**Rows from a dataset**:
□ □ □ □ □

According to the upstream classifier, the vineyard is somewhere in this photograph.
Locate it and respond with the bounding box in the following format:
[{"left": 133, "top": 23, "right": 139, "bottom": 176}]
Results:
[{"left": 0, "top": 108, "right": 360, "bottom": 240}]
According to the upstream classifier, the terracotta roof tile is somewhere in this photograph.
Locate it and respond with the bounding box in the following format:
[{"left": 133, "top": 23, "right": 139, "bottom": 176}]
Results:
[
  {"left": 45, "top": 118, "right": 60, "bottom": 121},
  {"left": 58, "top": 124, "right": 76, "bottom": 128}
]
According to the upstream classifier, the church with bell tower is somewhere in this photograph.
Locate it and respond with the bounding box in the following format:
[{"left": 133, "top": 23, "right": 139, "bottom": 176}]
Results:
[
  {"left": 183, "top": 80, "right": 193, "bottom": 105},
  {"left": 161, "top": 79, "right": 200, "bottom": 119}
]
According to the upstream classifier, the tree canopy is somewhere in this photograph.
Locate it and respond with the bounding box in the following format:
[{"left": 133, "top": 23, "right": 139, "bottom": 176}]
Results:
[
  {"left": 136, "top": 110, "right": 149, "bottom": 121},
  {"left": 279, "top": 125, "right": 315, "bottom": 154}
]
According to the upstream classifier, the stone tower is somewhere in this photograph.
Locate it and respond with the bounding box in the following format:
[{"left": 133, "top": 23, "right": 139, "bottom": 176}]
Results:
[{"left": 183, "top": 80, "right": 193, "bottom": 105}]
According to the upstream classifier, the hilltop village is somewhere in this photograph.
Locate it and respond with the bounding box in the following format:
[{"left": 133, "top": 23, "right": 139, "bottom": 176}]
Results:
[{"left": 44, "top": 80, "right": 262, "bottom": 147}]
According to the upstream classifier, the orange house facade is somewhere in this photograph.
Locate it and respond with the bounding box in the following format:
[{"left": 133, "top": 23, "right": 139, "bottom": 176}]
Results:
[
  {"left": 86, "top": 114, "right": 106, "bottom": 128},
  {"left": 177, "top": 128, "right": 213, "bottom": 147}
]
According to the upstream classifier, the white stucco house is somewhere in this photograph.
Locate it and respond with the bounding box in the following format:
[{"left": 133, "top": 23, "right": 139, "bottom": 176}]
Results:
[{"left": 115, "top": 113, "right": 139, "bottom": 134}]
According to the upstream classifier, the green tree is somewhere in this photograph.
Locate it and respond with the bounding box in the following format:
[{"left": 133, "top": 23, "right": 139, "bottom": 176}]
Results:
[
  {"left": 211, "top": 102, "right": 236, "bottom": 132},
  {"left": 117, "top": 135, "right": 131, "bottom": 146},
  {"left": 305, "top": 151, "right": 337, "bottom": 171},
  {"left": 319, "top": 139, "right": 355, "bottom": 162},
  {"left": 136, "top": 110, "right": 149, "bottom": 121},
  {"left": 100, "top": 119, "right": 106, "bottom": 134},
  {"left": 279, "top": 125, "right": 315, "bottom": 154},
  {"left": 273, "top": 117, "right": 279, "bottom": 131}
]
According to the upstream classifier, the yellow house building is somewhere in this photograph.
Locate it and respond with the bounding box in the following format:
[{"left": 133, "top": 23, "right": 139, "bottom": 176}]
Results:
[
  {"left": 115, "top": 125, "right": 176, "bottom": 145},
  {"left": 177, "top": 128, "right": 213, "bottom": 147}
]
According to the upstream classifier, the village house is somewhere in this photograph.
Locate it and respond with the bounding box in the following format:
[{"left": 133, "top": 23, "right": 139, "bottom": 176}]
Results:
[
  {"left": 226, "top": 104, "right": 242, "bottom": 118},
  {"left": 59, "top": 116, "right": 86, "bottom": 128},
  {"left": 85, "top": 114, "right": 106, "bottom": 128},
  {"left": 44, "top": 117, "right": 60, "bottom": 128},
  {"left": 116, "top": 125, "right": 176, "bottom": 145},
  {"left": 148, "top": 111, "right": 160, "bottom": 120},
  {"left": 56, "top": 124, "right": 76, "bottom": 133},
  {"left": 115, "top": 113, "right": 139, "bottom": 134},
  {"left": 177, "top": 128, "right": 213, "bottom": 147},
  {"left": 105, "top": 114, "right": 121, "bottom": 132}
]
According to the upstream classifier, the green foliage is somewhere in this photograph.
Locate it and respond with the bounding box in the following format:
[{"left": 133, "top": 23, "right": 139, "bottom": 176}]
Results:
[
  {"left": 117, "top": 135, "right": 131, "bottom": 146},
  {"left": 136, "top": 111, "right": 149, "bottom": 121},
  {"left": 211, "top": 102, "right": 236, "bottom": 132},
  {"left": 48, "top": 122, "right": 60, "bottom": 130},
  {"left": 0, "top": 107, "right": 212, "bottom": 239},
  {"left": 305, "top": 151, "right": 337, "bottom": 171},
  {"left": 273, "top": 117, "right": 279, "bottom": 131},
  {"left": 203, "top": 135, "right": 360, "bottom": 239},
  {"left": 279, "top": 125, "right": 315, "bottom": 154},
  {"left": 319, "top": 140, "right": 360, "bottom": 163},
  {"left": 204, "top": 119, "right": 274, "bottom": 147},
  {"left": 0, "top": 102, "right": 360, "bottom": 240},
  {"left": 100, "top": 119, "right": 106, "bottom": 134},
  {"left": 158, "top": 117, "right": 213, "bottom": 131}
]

□ □ □ □ □

**Problem to work on**: Starting at the line with "According to the upstream classifier, the green foliage", copy every line up to and including the last one in the entries above.

**Answer to this task**:
According to the upstream classifier, the green foliage is somewhere in this photograph.
Locate it and respond with the bounding box in the following format:
[{"left": 133, "top": 23, "right": 139, "bottom": 176}]
Results:
[
  {"left": 117, "top": 135, "right": 131, "bottom": 146},
  {"left": 136, "top": 111, "right": 149, "bottom": 121},
  {"left": 211, "top": 102, "right": 236, "bottom": 132},
  {"left": 48, "top": 122, "right": 60, "bottom": 130},
  {"left": 0, "top": 107, "right": 212, "bottom": 239},
  {"left": 305, "top": 151, "right": 337, "bottom": 171},
  {"left": 273, "top": 117, "right": 279, "bottom": 131},
  {"left": 203, "top": 135, "right": 360, "bottom": 239},
  {"left": 279, "top": 125, "right": 315, "bottom": 154},
  {"left": 319, "top": 140, "right": 360, "bottom": 163},
  {"left": 204, "top": 119, "right": 274, "bottom": 147},
  {"left": 0, "top": 102, "right": 360, "bottom": 240},
  {"left": 100, "top": 119, "right": 106, "bottom": 134},
  {"left": 158, "top": 117, "right": 213, "bottom": 131}
]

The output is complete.